Copy out each line of the data that holds the string "door".

■ Supplied entries ■
============

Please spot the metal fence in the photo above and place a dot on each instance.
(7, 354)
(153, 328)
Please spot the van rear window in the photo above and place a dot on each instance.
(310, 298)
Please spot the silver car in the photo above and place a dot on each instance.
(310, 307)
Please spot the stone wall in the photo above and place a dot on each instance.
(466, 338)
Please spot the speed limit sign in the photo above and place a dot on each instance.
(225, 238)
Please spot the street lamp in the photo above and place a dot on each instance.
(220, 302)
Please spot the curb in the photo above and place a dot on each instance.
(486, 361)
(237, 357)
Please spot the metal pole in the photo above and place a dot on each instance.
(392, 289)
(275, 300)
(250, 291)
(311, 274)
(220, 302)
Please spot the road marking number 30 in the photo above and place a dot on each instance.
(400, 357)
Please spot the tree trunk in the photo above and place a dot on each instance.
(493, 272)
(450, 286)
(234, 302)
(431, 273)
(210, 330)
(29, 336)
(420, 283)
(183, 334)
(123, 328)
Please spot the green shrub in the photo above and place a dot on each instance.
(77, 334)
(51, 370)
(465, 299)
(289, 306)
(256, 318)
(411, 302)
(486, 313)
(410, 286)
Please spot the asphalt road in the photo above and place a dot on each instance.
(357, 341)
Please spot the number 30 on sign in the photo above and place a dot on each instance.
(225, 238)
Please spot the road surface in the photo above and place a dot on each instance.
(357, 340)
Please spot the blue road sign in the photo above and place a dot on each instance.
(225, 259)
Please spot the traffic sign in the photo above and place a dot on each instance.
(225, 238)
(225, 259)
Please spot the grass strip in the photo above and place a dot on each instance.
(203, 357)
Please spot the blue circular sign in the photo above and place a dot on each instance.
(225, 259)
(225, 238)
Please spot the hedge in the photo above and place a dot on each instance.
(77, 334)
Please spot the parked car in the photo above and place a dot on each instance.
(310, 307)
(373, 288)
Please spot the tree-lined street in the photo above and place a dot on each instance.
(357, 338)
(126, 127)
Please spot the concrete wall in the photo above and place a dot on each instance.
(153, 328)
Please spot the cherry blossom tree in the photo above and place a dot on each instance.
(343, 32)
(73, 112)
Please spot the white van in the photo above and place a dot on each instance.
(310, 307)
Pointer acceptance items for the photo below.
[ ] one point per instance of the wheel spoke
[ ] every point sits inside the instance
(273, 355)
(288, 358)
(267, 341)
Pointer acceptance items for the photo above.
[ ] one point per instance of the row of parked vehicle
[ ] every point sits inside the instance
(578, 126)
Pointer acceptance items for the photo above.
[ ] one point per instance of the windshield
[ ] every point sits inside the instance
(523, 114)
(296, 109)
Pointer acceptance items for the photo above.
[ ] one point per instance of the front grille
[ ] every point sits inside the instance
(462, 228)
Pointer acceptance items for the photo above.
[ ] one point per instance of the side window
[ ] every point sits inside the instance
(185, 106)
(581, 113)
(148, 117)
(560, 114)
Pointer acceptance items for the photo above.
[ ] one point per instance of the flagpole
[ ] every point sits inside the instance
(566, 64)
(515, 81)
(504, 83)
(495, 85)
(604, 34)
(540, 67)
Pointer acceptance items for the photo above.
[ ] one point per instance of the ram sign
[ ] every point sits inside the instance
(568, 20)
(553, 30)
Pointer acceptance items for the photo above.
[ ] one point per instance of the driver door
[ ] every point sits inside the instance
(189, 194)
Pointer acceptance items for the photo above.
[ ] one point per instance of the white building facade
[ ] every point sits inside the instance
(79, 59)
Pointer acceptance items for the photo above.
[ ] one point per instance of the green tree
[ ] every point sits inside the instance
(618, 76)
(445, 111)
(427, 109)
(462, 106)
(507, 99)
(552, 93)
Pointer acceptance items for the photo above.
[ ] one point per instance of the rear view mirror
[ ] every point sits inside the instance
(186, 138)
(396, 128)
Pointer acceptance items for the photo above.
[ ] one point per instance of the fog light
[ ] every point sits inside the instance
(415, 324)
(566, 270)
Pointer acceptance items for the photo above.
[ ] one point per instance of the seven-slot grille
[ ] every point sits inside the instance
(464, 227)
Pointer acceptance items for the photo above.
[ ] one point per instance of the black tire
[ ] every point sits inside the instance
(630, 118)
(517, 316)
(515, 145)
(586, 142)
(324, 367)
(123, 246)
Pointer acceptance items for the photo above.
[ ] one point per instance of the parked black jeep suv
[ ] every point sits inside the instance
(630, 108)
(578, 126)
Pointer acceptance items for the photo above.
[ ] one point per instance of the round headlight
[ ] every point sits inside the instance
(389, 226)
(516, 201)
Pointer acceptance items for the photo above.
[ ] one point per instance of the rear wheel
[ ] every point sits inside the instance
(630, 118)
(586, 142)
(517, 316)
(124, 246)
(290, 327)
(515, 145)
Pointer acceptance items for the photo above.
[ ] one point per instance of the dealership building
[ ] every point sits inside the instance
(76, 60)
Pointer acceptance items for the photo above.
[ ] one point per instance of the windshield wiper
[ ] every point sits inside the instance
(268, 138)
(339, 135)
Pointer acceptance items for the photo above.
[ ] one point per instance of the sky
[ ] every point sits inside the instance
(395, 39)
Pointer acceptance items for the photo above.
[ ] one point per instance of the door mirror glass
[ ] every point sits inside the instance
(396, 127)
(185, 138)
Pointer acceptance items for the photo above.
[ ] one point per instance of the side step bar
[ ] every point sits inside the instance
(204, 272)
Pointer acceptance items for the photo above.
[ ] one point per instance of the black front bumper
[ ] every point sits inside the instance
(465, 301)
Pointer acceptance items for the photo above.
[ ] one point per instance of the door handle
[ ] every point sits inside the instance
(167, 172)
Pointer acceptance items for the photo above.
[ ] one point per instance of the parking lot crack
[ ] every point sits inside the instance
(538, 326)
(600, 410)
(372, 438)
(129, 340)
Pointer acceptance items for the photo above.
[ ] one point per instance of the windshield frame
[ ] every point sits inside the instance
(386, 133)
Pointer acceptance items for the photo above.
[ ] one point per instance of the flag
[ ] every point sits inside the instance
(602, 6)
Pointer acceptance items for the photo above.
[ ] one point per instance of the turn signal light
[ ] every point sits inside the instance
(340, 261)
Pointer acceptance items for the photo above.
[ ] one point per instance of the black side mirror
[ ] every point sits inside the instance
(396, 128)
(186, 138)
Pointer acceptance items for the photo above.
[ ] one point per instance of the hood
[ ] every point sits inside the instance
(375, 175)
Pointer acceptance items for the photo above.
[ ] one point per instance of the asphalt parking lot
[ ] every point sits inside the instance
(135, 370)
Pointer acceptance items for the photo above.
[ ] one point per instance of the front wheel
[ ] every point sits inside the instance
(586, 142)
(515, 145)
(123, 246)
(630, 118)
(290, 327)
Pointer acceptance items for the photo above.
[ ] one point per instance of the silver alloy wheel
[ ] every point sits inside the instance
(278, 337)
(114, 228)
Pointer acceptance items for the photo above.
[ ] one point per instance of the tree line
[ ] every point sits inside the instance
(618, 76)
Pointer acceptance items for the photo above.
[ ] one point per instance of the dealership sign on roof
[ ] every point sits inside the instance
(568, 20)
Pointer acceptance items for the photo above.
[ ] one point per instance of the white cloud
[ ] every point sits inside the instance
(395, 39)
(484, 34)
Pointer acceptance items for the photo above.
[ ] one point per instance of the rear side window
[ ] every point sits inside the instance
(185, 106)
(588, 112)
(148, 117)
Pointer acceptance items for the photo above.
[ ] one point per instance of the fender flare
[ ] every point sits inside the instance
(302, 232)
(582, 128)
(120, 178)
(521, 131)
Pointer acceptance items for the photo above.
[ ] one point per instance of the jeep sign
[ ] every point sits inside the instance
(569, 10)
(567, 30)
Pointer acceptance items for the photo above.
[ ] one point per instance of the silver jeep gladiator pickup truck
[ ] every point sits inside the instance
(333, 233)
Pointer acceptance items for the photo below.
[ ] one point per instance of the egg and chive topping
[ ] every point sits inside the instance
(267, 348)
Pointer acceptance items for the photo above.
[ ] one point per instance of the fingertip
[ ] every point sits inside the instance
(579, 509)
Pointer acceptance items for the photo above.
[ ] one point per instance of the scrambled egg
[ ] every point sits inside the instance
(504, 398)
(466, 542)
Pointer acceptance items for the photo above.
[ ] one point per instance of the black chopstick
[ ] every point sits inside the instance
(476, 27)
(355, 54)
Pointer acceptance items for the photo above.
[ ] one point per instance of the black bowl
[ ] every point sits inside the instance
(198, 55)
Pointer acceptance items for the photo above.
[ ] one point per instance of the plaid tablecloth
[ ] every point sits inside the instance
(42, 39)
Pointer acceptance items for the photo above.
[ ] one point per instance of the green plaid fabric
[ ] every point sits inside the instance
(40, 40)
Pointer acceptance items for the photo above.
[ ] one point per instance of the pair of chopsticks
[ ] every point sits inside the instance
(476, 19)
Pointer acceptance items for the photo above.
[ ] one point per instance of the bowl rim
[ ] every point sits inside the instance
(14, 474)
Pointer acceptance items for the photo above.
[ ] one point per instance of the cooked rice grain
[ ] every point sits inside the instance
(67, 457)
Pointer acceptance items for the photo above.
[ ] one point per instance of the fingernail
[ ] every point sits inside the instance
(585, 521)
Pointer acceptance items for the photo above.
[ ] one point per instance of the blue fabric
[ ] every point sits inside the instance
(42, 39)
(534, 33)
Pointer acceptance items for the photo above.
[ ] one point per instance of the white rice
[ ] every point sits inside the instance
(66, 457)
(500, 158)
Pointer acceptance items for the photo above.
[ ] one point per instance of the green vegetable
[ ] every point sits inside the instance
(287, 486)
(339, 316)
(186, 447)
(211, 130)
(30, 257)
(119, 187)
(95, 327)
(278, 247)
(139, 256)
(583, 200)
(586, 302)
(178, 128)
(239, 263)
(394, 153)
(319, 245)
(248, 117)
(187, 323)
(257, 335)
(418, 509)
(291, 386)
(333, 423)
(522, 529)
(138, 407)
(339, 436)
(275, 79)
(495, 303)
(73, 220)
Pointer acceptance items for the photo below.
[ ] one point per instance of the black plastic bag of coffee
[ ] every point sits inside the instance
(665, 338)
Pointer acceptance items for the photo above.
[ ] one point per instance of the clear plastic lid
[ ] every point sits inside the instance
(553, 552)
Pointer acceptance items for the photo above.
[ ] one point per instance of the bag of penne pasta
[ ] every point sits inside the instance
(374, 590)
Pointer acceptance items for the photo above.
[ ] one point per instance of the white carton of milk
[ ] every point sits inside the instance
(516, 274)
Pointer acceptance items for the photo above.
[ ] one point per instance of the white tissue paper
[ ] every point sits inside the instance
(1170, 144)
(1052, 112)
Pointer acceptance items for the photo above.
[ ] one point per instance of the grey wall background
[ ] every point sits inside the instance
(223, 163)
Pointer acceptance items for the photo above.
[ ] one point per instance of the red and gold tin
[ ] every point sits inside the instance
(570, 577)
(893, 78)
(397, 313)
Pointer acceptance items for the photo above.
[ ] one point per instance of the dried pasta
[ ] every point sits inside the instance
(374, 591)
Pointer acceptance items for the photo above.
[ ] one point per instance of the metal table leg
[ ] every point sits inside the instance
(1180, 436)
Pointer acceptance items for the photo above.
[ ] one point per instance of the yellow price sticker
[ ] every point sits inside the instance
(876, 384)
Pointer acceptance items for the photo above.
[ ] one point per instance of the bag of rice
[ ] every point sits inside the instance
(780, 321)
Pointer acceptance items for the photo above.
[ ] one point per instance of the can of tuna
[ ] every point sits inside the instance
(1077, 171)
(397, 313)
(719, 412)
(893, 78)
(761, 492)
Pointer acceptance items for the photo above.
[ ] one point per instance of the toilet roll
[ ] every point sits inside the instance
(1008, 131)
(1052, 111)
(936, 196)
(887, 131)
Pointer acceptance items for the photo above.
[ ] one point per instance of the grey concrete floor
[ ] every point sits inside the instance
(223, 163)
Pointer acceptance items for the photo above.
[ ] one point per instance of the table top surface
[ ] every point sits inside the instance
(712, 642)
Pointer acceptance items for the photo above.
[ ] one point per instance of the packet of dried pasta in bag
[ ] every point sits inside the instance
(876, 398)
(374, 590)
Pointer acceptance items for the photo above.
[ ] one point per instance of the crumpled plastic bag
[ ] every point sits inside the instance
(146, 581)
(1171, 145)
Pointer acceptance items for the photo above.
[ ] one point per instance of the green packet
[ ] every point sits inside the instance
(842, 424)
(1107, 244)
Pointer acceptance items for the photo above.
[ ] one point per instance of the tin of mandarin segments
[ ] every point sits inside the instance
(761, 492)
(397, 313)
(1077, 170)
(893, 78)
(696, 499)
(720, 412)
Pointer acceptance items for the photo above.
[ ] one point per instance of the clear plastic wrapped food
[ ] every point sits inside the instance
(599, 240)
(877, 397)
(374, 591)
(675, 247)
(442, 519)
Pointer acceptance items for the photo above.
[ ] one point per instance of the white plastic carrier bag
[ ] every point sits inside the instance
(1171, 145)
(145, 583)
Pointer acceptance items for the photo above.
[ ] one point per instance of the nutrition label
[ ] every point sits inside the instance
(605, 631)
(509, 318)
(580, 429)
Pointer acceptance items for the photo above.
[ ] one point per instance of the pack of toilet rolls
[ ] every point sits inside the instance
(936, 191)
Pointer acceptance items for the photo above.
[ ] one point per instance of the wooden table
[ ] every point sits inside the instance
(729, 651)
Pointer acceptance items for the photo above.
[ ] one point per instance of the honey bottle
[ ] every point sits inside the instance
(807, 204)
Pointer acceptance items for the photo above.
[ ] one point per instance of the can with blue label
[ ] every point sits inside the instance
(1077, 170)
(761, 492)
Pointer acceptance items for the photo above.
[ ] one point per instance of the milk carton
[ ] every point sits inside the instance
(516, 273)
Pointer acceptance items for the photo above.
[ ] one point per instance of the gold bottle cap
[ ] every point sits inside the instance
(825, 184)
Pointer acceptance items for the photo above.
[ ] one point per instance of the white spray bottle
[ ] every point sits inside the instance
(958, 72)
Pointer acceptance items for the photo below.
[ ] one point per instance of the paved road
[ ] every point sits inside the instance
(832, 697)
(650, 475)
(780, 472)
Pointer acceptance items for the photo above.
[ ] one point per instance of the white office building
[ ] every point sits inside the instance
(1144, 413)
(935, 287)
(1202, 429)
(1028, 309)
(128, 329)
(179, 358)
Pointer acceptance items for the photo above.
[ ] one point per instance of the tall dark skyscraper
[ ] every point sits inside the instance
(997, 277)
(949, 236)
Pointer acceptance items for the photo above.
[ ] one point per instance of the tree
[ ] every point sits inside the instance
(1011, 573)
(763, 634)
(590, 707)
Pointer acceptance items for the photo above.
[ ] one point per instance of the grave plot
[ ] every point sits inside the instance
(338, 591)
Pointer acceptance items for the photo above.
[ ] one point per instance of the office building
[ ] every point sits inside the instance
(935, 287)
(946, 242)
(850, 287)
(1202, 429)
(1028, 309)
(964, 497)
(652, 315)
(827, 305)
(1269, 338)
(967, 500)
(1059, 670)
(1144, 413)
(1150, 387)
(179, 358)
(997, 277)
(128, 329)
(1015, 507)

============

■ Response to the task ■
[ ] one point per instance of the driver door
[ ] one point per instance of the door mirror glass
[ ] one point per instance of the door handle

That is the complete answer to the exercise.